| ÜBUNGSAUFGABEN |
[1] Können Sie aus dem Text über die Türkei und Russlands Einsatz in Syrien alles von „Wo früher bei“ bis hinunter zu „niemanden mehr einschüchtern.“ genau abschreiben?
[2] Wie geht der Text über die Türkei und Russlands Einsatz in Syrien weiter? Führen Sie ihn im Anschluss an seinen letzten Satz fort.

| LESETEXT |
******************************

Wo früher bei der kleinsten mutmaßlichen Verletzung der türkischen Grenzen sofort ein Angriff gestartet wurde, gibt sich die türkische Regierung mit leeren Phrasen zufrieden. Drohungen wie „Auch wenn es nur ein Vogel ist, der die türkischen Grenzen missachtet, spürt er unsere volle Härte“ werden ab jetzt niemanden mehr einschüchtern.
Russland weitet Einsatz notfalls bis an die Nato-Grenzen aus
Die einzige Befürchtung Ankaras war, dass die logistisch, militärisch und medizinisch versorgten bewaffneten Gruppen an der türkischen Grenze bekämpft werden. Dass Russland genau diese Gruppen bekämpfen wird, hat es in der Praxis gezeigt. Nicht nur der IS und die Nusra, sondern alle bewaffneten Gruppen, die vom Westen Unterstützung erhalten, werden nun bekämpft. Laut Russland gibt es keine „gemäßigten“ Gruppen in Syrien (bis auf die Kurden).

******************************

Quelldatensätze
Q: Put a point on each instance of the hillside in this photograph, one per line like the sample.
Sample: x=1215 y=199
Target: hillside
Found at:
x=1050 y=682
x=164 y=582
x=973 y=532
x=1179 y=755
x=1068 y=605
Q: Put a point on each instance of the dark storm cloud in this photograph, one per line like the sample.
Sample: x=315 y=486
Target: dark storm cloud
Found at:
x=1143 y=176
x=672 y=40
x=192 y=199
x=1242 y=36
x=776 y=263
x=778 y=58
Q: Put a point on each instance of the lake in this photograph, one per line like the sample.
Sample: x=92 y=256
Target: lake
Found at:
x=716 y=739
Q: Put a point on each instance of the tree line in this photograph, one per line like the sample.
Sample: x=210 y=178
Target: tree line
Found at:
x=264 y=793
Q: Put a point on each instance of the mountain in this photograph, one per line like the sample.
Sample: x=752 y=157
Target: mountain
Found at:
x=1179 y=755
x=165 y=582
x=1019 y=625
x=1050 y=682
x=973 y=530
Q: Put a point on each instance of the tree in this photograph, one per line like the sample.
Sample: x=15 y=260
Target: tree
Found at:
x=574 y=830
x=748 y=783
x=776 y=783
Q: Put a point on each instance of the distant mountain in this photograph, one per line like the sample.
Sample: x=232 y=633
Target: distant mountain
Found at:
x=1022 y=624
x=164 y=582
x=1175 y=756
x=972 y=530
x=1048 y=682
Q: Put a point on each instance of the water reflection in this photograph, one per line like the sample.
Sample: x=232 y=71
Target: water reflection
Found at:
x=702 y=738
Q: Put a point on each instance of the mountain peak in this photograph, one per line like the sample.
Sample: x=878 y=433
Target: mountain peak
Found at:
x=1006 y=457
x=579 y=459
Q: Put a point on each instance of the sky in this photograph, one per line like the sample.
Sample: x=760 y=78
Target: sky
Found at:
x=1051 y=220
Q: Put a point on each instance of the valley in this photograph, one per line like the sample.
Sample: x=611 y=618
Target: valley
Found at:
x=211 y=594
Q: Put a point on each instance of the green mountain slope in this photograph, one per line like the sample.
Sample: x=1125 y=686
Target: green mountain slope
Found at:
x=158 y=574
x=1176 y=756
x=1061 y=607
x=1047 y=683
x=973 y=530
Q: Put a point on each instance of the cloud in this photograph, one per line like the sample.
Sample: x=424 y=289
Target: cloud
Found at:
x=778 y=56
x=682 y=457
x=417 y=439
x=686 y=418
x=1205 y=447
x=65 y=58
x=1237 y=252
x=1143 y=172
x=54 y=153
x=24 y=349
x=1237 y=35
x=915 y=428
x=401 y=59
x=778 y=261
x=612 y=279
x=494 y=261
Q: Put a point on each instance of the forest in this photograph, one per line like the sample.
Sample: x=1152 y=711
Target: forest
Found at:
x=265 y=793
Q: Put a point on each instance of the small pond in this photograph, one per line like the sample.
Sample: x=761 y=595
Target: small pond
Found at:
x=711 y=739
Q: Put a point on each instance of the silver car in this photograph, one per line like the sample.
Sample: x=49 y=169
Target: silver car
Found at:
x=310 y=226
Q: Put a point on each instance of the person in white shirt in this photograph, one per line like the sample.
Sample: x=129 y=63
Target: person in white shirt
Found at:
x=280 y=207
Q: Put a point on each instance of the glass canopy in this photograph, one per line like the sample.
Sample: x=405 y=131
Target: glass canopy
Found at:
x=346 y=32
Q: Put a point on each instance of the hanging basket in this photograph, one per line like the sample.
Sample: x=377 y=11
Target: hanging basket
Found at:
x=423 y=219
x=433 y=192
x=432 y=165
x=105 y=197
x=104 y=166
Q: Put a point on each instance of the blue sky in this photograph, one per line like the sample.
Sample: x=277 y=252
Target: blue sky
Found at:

******************************

| SCHRIFTLICHE ANTWORTEN |
[1]
Wo früher bei der kleinsten mutmaßlichen Verletzung der türkischen Grenzen sofort ein Angriff gestartet wurde, gibt sich die türkische Regierung mit leeren Phrasen zufrieden. Drohungen wie „Auch wenn es nur ein Vogel ist, der die türkischen Grenzen missachtet, spürt er unsere volle Härte“ werden ab jetzt niemanden mehr einschüchtern.

[2]
Russland hat durch seine Praxis zu verstehen gegeben, dass die militärischen Einsätze, wenn es sein muss, bis an die NATO-Grenzen ausgeweitet werden. Russland wird sich nicht durch die Drohungen der NATO einschüchtern lassen, aber auch nicht alles daran setzen, einen Krieg mit dem Westen anzufangen. Dies wäre weder im Interesse der Russen noch des Westens.
Gemäßigte IS-Rebellen auf der Flucht in die Türkei
Nach den Angriffen der Russen in Syrien begann eine Flucht der „gemäßigten Rebellen“ des IS in Richtung Türkei. Am 1. Oktober sind etwa 15 IS-Terroristen in Antakya gesichtet worden. Daraufhin wurde die Gendarmarie benachrichtigt. Die Rebellen verschwanden anschließend mit der Gendarmarie.
Am 3. Oktober überquerte ein Bus gegen 23 Uhr die Grenze Richtung Türkei. Dieser Bus kollidierte kurz darauf in Hatay/Defne mit einem Auto. Was auffiel, war, dass die Kennzeichen am Bus (vorne und hinten) zwei verschiedene waren. Nach dem Unfall stiegen die Insassen aus dem Bus und entfernten sich zügig von der Unfallstelle. Die Bevölkerung bemerkte das jedoch und fing sofort an, diese verdächtigen Personen aufzuhalten. Kurz darauf versammelten sich mehrere hundert Menschen. In der Stadt machte das Gerücht „Dschihadisten sind in Harbiye“ die Runde. Als die Polizei zur Stelle war, sammelte sie alle Dschihadisten ein und brachte sie in einer nahegelegenen Schule unter, wo sie von der Bevölkerung geschützt waren. Später wurden sie unter Geheimhaltung aus der Stadt gebracht).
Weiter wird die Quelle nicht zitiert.